AIM OF THE EXERCISE: Quote every entry word for word.

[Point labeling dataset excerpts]
-.-.-

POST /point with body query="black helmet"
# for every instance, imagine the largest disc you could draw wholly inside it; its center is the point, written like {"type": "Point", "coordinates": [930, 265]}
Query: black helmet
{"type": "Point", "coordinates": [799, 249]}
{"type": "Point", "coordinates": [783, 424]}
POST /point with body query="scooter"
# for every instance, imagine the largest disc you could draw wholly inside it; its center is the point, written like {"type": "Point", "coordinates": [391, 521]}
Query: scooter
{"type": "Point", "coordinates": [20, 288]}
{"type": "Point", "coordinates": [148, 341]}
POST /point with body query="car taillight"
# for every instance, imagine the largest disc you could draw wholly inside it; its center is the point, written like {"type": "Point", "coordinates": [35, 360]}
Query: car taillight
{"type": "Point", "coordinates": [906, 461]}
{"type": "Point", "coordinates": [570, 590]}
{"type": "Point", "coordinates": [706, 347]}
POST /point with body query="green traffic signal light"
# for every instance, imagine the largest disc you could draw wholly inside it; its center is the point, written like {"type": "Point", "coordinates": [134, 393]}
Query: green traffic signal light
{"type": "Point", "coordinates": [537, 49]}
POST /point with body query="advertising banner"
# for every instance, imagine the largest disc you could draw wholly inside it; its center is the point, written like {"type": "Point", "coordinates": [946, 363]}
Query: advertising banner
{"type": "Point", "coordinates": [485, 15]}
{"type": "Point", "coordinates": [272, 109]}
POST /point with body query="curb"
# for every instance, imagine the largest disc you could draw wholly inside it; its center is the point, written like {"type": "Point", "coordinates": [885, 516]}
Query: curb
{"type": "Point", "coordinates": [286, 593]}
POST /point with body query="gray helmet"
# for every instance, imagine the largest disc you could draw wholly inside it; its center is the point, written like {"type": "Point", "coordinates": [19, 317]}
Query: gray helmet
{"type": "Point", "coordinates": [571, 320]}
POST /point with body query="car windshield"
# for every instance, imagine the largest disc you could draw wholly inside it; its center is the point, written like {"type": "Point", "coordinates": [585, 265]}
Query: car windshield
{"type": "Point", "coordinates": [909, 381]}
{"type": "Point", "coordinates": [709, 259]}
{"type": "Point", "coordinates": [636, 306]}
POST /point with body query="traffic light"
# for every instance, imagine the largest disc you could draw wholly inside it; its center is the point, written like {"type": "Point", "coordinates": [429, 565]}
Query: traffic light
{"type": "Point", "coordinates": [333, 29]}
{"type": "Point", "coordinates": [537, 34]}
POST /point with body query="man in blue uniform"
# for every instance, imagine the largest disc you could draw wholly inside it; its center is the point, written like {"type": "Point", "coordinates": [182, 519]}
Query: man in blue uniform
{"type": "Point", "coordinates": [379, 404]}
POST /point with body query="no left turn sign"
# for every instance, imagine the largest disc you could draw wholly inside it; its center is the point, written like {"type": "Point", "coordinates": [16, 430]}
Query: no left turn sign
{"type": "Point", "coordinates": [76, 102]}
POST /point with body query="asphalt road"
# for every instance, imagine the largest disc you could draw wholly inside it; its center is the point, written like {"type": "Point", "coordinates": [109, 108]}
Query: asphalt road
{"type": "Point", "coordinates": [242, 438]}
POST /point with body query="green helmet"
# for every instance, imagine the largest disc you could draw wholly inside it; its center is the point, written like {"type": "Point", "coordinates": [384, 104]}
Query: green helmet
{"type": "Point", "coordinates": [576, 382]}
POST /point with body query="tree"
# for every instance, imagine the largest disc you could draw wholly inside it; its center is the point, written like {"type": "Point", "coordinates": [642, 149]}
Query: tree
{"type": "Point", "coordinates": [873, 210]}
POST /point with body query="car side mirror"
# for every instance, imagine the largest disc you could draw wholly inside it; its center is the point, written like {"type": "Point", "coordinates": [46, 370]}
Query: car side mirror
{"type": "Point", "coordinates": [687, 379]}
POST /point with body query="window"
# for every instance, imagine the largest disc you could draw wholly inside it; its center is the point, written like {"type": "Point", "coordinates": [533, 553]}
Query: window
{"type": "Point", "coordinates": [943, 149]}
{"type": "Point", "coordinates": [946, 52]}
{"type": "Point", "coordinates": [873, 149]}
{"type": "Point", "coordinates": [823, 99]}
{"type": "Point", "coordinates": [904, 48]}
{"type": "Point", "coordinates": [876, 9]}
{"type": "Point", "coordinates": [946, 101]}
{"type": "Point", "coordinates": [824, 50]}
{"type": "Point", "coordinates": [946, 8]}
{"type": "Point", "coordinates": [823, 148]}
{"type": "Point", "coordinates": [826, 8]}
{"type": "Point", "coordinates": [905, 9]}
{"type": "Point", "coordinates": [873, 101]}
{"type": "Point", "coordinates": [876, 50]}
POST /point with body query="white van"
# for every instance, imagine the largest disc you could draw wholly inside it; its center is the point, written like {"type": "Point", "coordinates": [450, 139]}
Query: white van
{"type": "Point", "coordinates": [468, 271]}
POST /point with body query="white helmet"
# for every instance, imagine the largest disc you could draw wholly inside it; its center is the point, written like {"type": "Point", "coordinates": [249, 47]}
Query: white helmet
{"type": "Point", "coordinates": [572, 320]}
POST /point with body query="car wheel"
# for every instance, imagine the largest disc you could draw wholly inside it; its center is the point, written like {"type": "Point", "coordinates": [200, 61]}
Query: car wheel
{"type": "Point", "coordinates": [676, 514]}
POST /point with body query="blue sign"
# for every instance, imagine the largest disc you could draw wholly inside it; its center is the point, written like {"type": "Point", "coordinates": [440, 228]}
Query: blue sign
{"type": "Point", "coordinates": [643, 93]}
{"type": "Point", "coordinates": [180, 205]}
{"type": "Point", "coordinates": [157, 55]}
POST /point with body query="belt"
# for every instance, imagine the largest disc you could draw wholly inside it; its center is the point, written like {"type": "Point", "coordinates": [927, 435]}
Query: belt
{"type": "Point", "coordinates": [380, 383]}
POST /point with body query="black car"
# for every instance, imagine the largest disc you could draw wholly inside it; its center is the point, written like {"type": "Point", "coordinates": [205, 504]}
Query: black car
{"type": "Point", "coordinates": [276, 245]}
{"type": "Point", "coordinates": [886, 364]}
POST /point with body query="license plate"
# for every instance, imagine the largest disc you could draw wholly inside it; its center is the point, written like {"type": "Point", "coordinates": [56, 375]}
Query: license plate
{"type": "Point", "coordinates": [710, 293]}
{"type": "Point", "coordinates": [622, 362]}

-.-.-

EXERCISE OUTPUT:
POST /point with body query="black helmet"
# for every instance, imagine the largest disc you could draw wholly inside it; its center is the point, written like {"type": "Point", "coordinates": [930, 265]}
Query: black helmet
{"type": "Point", "coordinates": [799, 249]}
{"type": "Point", "coordinates": [783, 424]}
POST /point with body query="scooter"
# for every instance, imagine the largest disc you could draw wholly inside it; its center is the point, written like {"type": "Point", "coordinates": [391, 521]}
Query: scooter
{"type": "Point", "coordinates": [20, 288]}
{"type": "Point", "coordinates": [148, 341]}
POST /point with body query="car taillight"
# for every instance, imagine the largest disc you could draw wholly inside it; its center is the point, written like {"type": "Point", "coordinates": [35, 360]}
Query: car taillight
{"type": "Point", "coordinates": [906, 461]}
{"type": "Point", "coordinates": [570, 590]}
{"type": "Point", "coordinates": [706, 347]}
POST /point with body query="green traffic signal light"
# for every instance, imagine the largest disc you could draw wholly inside it; its center is the point, written like {"type": "Point", "coordinates": [134, 393]}
Query: green traffic signal light
{"type": "Point", "coordinates": [537, 49]}
POST /point with body query="advertising banner"
# for every instance, imagine the largest disc you could draw wholly inside it; its center is the point, written like {"type": "Point", "coordinates": [946, 363]}
Query: advertising banner
{"type": "Point", "coordinates": [485, 15]}
{"type": "Point", "coordinates": [272, 109]}
POST /point with body query="curb"
# for every instance, imagine the largest disc you could draw wholly inside it; its center is the point, written like {"type": "Point", "coordinates": [885, 516]}
Query: curb
{"type": "Point", "coordinates": [286, 593]}
POST /point with body query="gray helmet"
# for every instance, imagine the largest disc you could draw wholly inside it; its center is the point, written like {"type": "Point", "coordinates": [19, 317]}
Query: gray helmet
{"type": "Point", "coordinates": [571, 320]}
POST /point with body query="car windshield"
# for every instance, imagine the largest disc you could draw wholly inside it; its center is the point, written like {"type": "Point", "coordinates": [585, 265]}
Query: car windshield
{"type": "Point", "coordinates": [909, 381]}
{"type": "Point", "coordinates": [709, 259]}
{"type": "Point", "coordinates": [636, 306]}
POST /point with body query="traffic light"
# for every instance, imagine the largest disc you could draw wholly inside it; its center is the point, written like {"type": "Point", "coordinates": [429, 565]}
Query: traffic light
{"type": "Point", "coordinates": [333, 29]}
{"type": "Point", "coordinates": [537, 34]}
POST /point with body query="man in blue uniform"
# for every instance, imagine the largest disc you could draw wholly inside it; its center is the point, written like {"type": "Point", "coordinates": [182, 519]}
Query: man in blue uniform
{"type": "Point", "coordinates": [379, 404]}
POST /point with body query="no left turn sign"
# for every instance, imagine the largest disc you could draw wholly inside it; its center is the point, written like {"type": "Point", "coordinates": [16, 430]}
Query: no left turn sign
{"type": "Point", "coordinates": [76, 102]}
POST /point with body query="asphalt road"
# for every instance, imagine the largest disc you could draw wholly inside it; its center is the point, written like {"type": "Point", "coordinates": [109, 108]}
Query: asphalt road
{"type": "Point", "coordinates": [242, 438]}
POST /point with body query="green helmet"
# for every instance, imagine the largest disc you could draw wholly inside it; its center is the point, written like {"type": "Point", "coordinates": [384, 104]}
Query: green helmet
{"type": "Point", "coordinates": [576, 382]}
POST /point with body query="tree"
# for every instance, imagine the largest disc you could draw wholly inside it; its center is the point, written like {"type": "Point", "coordinates": [642, 149]}
Query: tree
{"type": "Point", "coordinates": [873, 210]}
POST /point with body query="car side mirror"
# for every instance, imagine the largest disc you could draw wholly inside it; its center is the point, written like {"type": "Point", "coordinates": [46, 370]}
Query: car side mirror
{"type": "Point", "coordinates": [687, 379]}
POST /point with body query="window"
# for every instance, imagine the largest disc you could draw wholly inside it; its center is the point, written like {"type": "Point", "coordinates": [533, 553]}
Query: window
{"type": "Point", "coordinates": [943, 149]}
{"type": "Point", "coordinates": [946, 52]}
{"type": "Point", "coordinates": [873, 149]}
{"type": "Point", "coordinates": [823, 99]}
{"type": "Point", "coordinates": [904, 48]}
{"type": "Point", "coordinates": [876, 9]}
{"type": "Point", "coordinates": [946, 101]}
{"type": "Point", "coordinates": [824, 50]}
{"type": "Point", "coordinates": [946, 8]}
{"type": "Point", "coordinates": [823, 148]}
{"type": "Point", "coordinates": [826, 8]}
{"type": "Point", "coordinates": [905, 9]}
{"type": "Point", "coordinates": [873, 101]}
{"type": "Point", "coordinates": [876, 50]}
POST /point with body query="white van"
# for every instance, imagine the largest disc you could draw wholly inside it; its center is the point, written like {"type": "Point", "coordinates": [450, 139]}
Query: white van
{"type": "Point", "coordinates": [468, 271]}
POST /point with body query="white helmet"
# for every instance, imagine the largest disc you could draw wholly inside it; its center is the point, written like {"type": "Point", "coordinates": [249, 47]}
Query: white helmet
{"type": "Point", "coordinates": [572, 320]}
POST /point with body query="car wheel"
# for every instance, imagine the largest disc you could draw wholly inside it; its center is the point, written like {"type": "Point", "coordinates": [200, 61]}
Query: car wheel
{"type": "Point", "coordinates": [676, 514]}
POST /point with body query="blue sign"
# for every instance, imagine the largest disc you could draw wholly inside it; its center is the point, written like {"type": "Point", "coordinates": [440, 228]}
Query: blue sign
{"type": "Point", "coordinates": [643, 93]}
{"type": "Point", "coordinates": [180, 205]}
{"type": "Point", "coordinates": [157, 55]}
POST /point with body query="belt"
# for every instance, imagine the largest disc you could draw wholly inside it; its center is the point, written like {"type": "Point", "coordinates": [927, 435]}
Query: belt
{"type": "Point", "coordinates": [380, 383]}
POST /point with body query="black car"
# for every instance, imagine the largest disc you could draw wholly inside it; its center is the point, written like {"type": "Point", "coordinates": [205, 504]}
Query: black car
{"type": "Point", "coordinates": [276, 245]}
{"type": "Point", "coordinates": [886, 364]}
POST /point with body query="license plate"
# for every instance, imagine the largest disc you could draw wholly inside it; its center is the point, written like {"type": "Point", "coordinates": [56, 375]}
Query: license plate
{"type": "Point", "coordinates": [710, 293]}
{"type": "Point", "coordinates": [622, 362]}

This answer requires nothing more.